(Stored dataset items)
_____
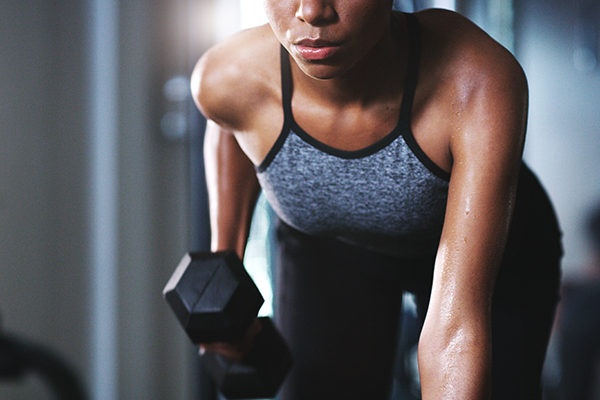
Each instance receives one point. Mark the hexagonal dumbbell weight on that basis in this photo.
(215, 300)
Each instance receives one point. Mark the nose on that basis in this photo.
(316, 12)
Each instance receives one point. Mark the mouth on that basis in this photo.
(315, 49)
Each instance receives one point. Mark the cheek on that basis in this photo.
(280, 14)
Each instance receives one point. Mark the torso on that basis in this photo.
(431, 119)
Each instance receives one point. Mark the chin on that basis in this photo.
(323, 72)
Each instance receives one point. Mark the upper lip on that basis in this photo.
(314, 43)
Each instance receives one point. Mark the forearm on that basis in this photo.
(455, 363)
(232, 190)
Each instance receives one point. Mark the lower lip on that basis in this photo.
(316, 53)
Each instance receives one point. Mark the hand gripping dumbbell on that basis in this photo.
(215, 300)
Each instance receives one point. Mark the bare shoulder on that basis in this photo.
(460, 53)
(236, 76)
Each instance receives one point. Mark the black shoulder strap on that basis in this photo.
(286, 82)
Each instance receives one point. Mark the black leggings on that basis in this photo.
(339, 308)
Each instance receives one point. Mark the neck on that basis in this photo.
(376, 77)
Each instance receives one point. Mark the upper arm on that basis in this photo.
(486, 146)
(232, 189)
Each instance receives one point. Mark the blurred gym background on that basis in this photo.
(101, 179)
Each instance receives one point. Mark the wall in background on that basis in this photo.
(47, 203)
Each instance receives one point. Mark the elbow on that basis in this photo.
(455, 362)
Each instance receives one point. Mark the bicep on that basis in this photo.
(486, 153)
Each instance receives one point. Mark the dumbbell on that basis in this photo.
(215, 300)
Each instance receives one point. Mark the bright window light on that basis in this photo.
(252, 13)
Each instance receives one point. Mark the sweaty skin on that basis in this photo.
(469, 117)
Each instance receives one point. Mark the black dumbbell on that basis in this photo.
(215, 300)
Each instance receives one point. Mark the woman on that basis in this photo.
(390, 147)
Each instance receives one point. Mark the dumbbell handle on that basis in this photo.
(259, 373)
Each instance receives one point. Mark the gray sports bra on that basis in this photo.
(389, 197)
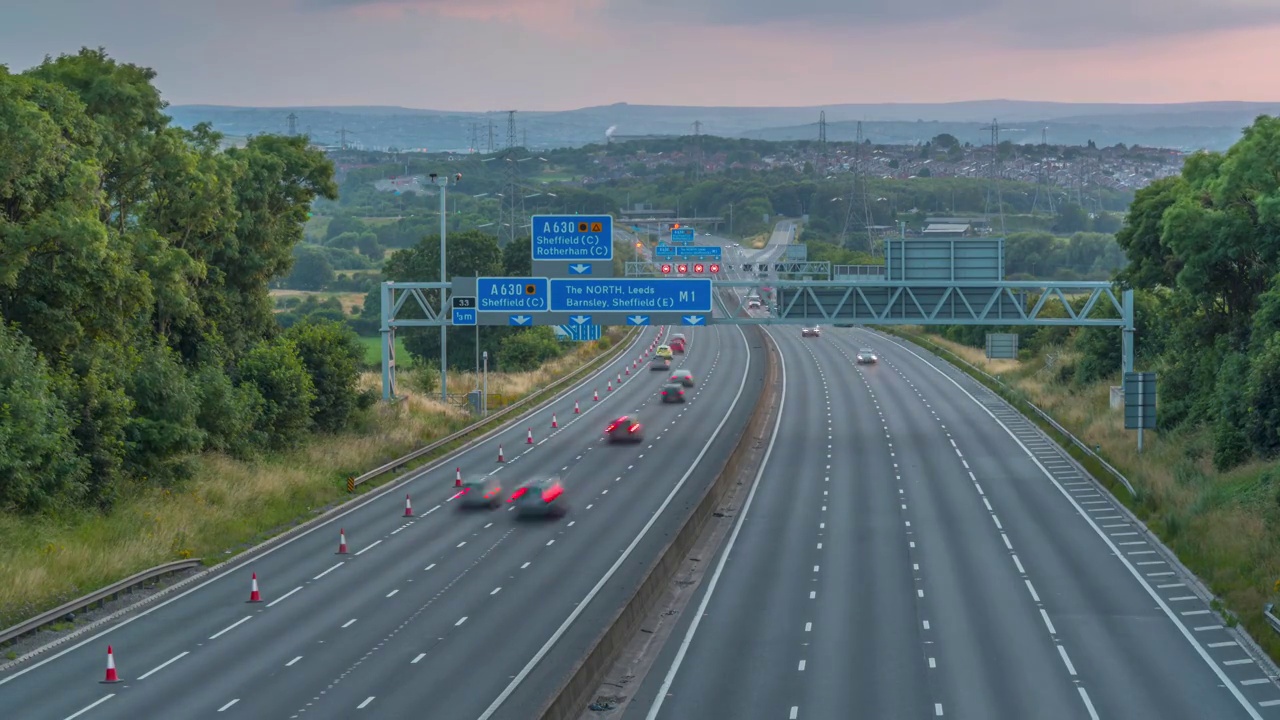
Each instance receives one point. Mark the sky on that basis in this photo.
(476, 55)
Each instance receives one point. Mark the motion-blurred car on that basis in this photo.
_____
• TASK TO COMPLETE
Rewrite the lines from the one containing "Each instance receives one point. Mark the gray" through the end of the lines above as a numbered list, leaving out blank lines and pictures.

• RESULT OF THIS EXERCISE
1. Each instance receives one point. Mark the gray sports bra on that basis in this photo.
2. (389, 197)
3. Each instance receives one point. Mark the sky on that basis in this photo.
4. (476, 55)
5. Each instance receives one point. Mark the motion-blurred car on that basis in this photo.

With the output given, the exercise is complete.